§ **SHORT TASK**
Update the entries below by changing every "Provide one point per instance" to "Give one point for each instance", and keep everything else the same.
--- START OF GIVEN DATA ---
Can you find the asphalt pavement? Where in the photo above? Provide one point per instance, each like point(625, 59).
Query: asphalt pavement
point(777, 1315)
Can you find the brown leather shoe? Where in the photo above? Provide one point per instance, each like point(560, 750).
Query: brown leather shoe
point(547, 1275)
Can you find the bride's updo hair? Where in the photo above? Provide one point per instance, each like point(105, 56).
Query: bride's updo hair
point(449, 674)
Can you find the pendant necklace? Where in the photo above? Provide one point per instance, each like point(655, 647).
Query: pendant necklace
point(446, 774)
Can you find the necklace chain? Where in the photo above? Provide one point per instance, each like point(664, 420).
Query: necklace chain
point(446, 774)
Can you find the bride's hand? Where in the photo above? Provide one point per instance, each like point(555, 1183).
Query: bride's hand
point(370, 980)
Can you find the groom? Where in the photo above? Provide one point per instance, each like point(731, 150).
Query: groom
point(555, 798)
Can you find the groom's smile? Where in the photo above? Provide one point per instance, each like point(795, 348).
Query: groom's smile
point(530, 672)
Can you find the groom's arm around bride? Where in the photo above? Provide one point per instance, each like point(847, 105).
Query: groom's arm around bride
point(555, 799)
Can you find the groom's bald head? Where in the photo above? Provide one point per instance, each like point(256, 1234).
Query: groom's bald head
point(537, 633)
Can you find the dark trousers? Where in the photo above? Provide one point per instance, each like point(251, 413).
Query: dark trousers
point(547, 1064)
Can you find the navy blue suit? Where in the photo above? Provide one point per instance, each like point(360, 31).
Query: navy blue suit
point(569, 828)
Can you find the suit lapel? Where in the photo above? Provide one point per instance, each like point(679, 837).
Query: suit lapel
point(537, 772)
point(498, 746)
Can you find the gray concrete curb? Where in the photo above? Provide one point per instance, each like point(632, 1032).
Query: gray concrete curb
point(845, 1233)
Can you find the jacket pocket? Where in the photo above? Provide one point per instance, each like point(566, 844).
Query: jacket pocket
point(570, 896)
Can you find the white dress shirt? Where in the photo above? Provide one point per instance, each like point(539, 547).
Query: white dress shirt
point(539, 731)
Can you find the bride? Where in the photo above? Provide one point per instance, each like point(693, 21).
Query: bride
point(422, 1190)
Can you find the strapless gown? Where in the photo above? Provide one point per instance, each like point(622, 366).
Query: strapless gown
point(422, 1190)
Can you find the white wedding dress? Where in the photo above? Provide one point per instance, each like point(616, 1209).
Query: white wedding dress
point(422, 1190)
--- END OF GIVEN DATA ---
§ **EXERCISE RESULT**
Can you find the asphalt pavement? Where in the photo above? Give one point for each instance, each like point(625, 59).
Query: asphalt pavement
point(777, 1315)
Can you find the brown leather shoe? Where in the photo above? Give one point for each instance, each like point(560, 750).
Query: brown leather shoe
point(547, 1275)
Can you find the bride's updo hair? Where in the photo above? Give one point for each instance, each like point(105, 56).
Query: bride's updo hair
point(449, 674)
Can you find the pendant necklace? Where in the photo above? Give one point for each instance, each like point(655, 647).
Query: pendant necklace
point(446, 774)
Can you find the necklace chain? Where in the photo above? Give one point for each instance, each like point(664, 420).
Query: necklace chain
point(446, 774)
Can you find the bride's hand? Where in the photo above? Give one point for each instance, each like point(555, 1183).
Query: bride's hand
point(370, 980)
Can you find the groom? Where in the photo above? Give one point for each instance, each like point(731, 150).
Query: groom
point(555, 798)
Can you find the groom's smile? Where in the photo above? Give one point for each instance, each like point(795, 348).
Query: groom's smile
point(530, 672)
Can you find the groom's arm around bride? Where in the photo above? Give one point for each instance, each like point(847, 105).
Query: groom's arm around bride
point(555, 799)
Can you find the groom's bald head? Where in the photo above? Give one point for each instance, each like point(256, 1234).
Query: groom's bald head
point(537, 633)
Can you find the dark trousers? Where in the photo above? Give one point for each instance, each like point(251, 413).
Query: dark trousers
point(547, 1064)
Can you find the navy blue suit? Where in the photo above? Give one point for each instance, each like point(360, 31).
Query: navy blue suit
point(569, 828)
Can you find the suit lapel? Where in the photo above? Give one point for each instance, each like point(679, 837).
Query: suit lapel
point(537, 772)
point(498, 746)
Can you find the gray concrete curb? Where in the photo above? Give one point for each instance, each like point(632, 1032).
Query: gray concrete curb
point(845, 1233)
Can you find the jacket pocket? Where in the photo above? Give one point for each instance, each like point(566, 844).
Query: jacket pocket
point(570, 896)
Can you find the white dress shirt? Where in the photo above? Give one point for each instance, each like point(539, 547).
Query: white dress shirt
point(539, 731)
Can you find the bride? Where in the photo above? Give one point for each instance, each like point(693, 21).
Query: bride
point(422, 1190)
Can you find the strapless gown? Where in the photo above? Give one point for each instance, each like point(622, 366).
Query: strapless gown
point(422, 1190)
Can you find the white wedding dress? Where in the photo above? Give one point for each instance, each like point(616, 1209).
Query: white wedding dress
point(422, 1190)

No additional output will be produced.